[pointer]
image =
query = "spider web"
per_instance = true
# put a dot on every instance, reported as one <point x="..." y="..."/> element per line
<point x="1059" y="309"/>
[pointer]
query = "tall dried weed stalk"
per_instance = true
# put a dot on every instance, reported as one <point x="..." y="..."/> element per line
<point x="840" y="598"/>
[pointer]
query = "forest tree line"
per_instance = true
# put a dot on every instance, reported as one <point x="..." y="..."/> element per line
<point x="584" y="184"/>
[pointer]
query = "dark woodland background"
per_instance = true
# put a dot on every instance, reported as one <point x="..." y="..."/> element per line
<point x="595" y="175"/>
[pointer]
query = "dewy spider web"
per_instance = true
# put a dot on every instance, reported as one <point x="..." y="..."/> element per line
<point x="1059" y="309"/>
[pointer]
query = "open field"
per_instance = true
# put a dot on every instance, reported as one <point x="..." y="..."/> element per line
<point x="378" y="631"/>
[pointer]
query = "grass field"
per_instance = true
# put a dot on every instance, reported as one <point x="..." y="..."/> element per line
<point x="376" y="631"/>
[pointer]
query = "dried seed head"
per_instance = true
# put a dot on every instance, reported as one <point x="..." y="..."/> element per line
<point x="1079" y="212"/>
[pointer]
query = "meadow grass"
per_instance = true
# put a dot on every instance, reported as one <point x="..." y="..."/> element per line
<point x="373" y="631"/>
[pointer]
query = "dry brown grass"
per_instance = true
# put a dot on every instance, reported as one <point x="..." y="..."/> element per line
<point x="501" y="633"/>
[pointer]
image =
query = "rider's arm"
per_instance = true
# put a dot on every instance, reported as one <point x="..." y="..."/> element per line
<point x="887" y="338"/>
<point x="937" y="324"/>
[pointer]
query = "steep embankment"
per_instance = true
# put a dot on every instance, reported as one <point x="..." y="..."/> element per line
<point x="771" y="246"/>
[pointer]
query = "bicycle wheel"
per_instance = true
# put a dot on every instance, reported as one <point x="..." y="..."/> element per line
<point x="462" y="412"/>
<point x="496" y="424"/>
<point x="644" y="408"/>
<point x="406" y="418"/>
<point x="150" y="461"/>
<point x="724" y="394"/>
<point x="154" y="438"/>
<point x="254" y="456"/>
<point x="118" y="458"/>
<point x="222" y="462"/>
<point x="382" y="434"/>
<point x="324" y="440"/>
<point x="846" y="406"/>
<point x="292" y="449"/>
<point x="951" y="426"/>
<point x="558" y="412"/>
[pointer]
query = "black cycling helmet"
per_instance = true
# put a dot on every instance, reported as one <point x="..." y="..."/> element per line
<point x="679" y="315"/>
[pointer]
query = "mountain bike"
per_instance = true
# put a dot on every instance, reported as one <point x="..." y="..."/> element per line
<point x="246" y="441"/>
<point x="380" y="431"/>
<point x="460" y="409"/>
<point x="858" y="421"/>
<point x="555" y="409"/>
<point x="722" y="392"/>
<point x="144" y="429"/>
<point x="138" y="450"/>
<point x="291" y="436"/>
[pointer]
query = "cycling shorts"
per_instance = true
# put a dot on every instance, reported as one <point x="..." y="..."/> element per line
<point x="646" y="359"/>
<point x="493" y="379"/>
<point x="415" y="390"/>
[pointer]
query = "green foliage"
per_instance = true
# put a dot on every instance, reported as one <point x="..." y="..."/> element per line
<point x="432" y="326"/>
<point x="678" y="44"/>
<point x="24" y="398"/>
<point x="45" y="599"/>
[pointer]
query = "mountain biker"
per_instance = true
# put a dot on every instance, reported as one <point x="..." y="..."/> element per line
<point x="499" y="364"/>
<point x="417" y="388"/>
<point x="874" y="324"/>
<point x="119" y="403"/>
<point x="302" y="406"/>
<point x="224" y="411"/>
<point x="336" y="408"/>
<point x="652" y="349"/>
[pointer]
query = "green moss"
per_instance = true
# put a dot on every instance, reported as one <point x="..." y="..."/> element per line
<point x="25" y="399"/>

..........

- _YOUR TASK_: Write out every line exactly as it stands.

- _ANSWER TO THIS TASK_:
[pointer]
image =
query = "spider web"
per_instance = true
# put a dot on every instance, reported as one <point x="..." y="..."/> element per line
<point x="1059" y="309"/>
[pointer]
query = "tall dried weed stalk"
per_instance = true
# put a dot on every instance, reported as one <point x="..." y="..."/> element per line
<point x="840" y="598"/>
[pointer]
query = "forest tree line"
per_instance = true
# put a dot on every instance, reported as one <point x="..." y="..."/> element per line
<point x="584" y="184"/>
[pointer]
query = "dark woodland background"
per_instance = true
# put a dot on every instance, reported as one <point x="..." y="..."/> element per line
<point x="595" y="175"/>
[pointer]
query = "dewy spider web"
per_instance = true
# put a dot on every instance, reported as one <point x="..." y="..."/> element per line
<point x="1059" y="309"/>
[pointer]
query = "open field"
per_instance = true
# put a dot on every instance, reported as one <point x="..." y="..."/> element per line
<point x="378" y="631"/>
[pointer]
query = "grass field"
per_instance = true
# put a dot on every instance, reported as one <point x="..." y="..."/> element per line
<point x="376" y="631"/>
[pointer]
query = "dried seed head"
per_instance = true
# put a dot on every instance, reported as one <point x="..." y="..."/> element per line
<point x="1079" y="212"/>
[pointer]
query = "meadow grass"
per_instance = true
# put a dot on every instance, reported as one <point x="..." y="..."/> element per line
<point x="373" y="631"/>
[pointer]
query = "dry brown grass"
per_instance = true
# put a dot on every instance, reported as one <point x="..." y="..."/> element per line
<point x="501" y="633"/>
[pointer]
image =
query = "rider's arm"
per_instance = true
# put a dot on every instance, reported as one <point x="..." y="..."/> element per line
<point x="887" y="338"/>
<point x="937" y="324"/>
[pointer]
query = "steep embankment"
per_instance = true
# put a dot on every instance, reported as one <point x="..." y="..."/> element per line
<point x="771" y="246"/>
[pointer]
query = "bicycle wheel"
per_instance = true
# put a dot on every instance, reported as one <point x="..." y="..."/> element per line
<point x="462" y="412"/>
<point x="496" y="424"/>
<point x="644" y="408"/>
<point x="406" y="418"/>
<point x="150" y="461"/>
<point x="724" y="394"/>
<point x="154" y="438"/>
<point x="254" y="456"/>
<point x="118" y="458"/>
<point x="222" y="462"/>
<point x="382" y="434"/>
<point x="324" y="440"/>
<point x="846" y="406"/>
<point x="292" y="449"/>
<point x="951" y="426"/>
<point x="558" y="412"/>
[pointer]
query = "black cycling helmet"
per_instance = true
# put a dot on every instance, reported as one <point x="..." y="..."/> element per line
<point x="679" y="315"/>
[pointer]
query = "mountain bike"
per_instance = true
# put a dot on every instance, reported as one <point x="..." y="..."/> element per line
<point x="246" y="441"/>
<point x="380" y="431"/>
<point x="460" y="409"/>
<point x="858" y="421"/>
<point x="555" y="409"/>
<point x="722" y="392"/>
<point x="144" y="429"/>
<point x="138" y="450"/>
<point x="291" y="436"/>
[pointer]
query = "cycling shorts"
per_instance = true
# put a dot on every instance, reported as one <point x="..." y="..."/> element per line
<point x="646" y="359"/>
<point x="493" y="379"/>
<point x="415" y="390"/>
[pointer]
query = "green foliage"
per_instance = true
# put a dot on every instance, reported as one <point x="..." y="..."/> element per line
<point x="432" y="326"/>
<point x="678" y="44"/>
<point x="24" y="398"/>
<point x="45" y="599"/>
[pointer]
query = "mountain biker"
per_instance = true
# put a dot on every instance, reported as one <point x="..." y="..."/> element per line
<point x="499" y="364"/>
<point x="417" y="388"/>
<point x="874" y="324"/>
<point x="119" y="403"/>
<point x="302" y="406"/>
<point x="224" y="411"/>
<point x="336" y="408"/>
<point x="652" y="349"/>
[pointer]
query = "green moss"
per_instance = true
# put a dot on every instance, reported as one <point x="..." y="..."/> element per line
<point x="25" y="399"/>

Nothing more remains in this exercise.